### What the task asks:
Render only the stretch of the material from its start through the line containing "83,27 -> 113,65" as a numbered list, leaving out any blank lines.

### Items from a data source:
-=-=-

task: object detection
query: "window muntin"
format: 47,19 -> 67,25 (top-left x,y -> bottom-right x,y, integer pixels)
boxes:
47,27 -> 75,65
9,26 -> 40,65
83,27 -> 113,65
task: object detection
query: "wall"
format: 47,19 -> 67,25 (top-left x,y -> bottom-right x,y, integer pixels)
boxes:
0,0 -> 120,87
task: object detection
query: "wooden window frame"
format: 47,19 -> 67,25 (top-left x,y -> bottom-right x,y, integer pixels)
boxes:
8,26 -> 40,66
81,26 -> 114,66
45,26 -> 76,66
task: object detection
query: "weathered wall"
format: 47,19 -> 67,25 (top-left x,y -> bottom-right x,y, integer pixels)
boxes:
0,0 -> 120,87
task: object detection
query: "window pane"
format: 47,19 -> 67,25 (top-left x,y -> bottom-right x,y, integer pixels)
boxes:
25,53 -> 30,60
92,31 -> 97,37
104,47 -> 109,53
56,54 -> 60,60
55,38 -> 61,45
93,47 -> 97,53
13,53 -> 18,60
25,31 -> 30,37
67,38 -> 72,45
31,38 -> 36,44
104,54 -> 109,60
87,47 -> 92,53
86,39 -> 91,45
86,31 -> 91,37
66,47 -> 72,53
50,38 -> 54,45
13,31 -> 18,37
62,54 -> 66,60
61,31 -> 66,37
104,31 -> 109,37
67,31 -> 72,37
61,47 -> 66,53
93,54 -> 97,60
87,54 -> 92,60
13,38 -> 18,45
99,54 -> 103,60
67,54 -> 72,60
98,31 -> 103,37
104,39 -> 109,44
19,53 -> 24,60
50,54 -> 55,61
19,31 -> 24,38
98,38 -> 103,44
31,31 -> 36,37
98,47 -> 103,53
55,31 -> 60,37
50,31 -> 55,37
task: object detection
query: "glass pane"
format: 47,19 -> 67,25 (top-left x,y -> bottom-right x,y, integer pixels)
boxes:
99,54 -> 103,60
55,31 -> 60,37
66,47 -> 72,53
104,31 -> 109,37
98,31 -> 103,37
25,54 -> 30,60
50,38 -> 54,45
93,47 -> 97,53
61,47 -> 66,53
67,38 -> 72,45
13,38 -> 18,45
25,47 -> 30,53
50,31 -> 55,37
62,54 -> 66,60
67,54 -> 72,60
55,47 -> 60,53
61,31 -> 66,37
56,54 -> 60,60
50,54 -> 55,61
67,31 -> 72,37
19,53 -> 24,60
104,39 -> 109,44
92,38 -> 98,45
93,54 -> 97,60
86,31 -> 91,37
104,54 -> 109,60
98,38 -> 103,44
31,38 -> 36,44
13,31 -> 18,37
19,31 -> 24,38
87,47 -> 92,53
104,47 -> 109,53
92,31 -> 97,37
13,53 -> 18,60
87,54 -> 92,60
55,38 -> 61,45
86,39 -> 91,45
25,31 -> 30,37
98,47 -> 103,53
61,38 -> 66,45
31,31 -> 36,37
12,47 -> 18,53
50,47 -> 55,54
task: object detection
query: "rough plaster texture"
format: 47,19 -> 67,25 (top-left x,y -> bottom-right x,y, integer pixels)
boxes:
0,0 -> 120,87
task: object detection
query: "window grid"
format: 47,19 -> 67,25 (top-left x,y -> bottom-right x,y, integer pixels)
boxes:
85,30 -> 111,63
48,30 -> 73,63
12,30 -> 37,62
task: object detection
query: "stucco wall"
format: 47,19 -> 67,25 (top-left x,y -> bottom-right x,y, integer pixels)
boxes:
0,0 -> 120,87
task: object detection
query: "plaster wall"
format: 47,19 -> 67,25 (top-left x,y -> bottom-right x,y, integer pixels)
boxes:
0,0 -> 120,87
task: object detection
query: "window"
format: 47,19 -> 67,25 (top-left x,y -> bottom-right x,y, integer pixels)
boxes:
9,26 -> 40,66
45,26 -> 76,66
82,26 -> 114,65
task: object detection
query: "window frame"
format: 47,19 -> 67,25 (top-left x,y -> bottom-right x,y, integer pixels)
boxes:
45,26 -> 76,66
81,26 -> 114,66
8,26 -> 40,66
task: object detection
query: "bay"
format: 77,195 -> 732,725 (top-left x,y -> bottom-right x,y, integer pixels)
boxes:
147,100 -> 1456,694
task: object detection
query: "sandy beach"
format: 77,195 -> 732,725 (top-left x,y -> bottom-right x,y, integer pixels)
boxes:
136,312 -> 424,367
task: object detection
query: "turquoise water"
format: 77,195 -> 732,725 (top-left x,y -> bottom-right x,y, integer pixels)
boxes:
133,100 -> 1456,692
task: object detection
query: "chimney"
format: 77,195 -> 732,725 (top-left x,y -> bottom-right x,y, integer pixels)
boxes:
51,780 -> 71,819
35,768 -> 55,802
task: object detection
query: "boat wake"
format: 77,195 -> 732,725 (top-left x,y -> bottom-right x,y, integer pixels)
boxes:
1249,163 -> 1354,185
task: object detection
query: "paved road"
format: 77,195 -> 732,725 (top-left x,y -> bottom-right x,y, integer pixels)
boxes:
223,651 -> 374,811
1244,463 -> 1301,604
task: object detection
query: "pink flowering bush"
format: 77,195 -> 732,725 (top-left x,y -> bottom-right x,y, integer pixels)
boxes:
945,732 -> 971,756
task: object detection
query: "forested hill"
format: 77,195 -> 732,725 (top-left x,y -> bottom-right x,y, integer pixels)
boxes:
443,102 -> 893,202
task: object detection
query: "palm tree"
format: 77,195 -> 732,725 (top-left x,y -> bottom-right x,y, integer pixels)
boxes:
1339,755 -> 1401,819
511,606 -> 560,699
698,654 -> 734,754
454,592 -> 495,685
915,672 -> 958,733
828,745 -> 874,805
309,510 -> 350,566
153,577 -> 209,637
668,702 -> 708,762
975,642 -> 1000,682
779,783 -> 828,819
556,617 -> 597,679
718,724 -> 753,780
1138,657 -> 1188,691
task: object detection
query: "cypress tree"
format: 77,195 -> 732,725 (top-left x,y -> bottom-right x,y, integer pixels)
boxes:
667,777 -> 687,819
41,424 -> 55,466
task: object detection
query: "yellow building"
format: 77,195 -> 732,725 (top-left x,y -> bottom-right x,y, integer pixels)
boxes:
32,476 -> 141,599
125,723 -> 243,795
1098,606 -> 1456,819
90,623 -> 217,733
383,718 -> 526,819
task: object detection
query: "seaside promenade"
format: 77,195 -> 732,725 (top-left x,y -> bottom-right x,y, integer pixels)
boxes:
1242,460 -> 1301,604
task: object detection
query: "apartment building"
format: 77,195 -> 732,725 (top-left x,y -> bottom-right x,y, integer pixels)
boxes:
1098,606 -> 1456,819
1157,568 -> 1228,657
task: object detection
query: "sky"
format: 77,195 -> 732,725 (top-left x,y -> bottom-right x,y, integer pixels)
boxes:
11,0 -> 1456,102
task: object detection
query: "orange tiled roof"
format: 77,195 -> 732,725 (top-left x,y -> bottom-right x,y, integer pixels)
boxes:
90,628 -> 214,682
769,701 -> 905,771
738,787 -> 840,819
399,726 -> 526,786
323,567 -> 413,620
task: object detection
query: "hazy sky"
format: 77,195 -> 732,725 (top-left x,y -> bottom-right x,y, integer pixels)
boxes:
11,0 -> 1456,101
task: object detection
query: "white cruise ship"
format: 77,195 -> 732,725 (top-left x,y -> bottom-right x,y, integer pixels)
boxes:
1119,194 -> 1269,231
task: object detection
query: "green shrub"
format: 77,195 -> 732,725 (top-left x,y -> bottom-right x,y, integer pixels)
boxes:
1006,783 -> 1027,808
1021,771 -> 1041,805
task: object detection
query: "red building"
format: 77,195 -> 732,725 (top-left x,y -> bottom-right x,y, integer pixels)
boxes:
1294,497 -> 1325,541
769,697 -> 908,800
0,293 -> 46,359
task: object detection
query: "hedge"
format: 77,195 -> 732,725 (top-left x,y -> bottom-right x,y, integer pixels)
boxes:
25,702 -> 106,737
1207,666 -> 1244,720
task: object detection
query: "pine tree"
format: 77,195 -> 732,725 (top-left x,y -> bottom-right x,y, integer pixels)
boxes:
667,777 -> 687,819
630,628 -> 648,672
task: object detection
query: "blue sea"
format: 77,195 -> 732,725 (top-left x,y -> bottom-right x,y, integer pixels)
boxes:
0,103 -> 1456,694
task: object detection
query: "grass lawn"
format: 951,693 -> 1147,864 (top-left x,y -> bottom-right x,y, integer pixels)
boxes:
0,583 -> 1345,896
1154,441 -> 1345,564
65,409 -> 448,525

-=-=-

### Right answer:
1. task: object detection
2. query: "window muntin"
3. format: 47,19 -> 67,25 (top-left x,y -> bottom-right x,y, integer pixels)
4. boxes:
5. 47,27 -> 75,65
6. 9,26 -> 40,65
7. 83,27 -> 113,65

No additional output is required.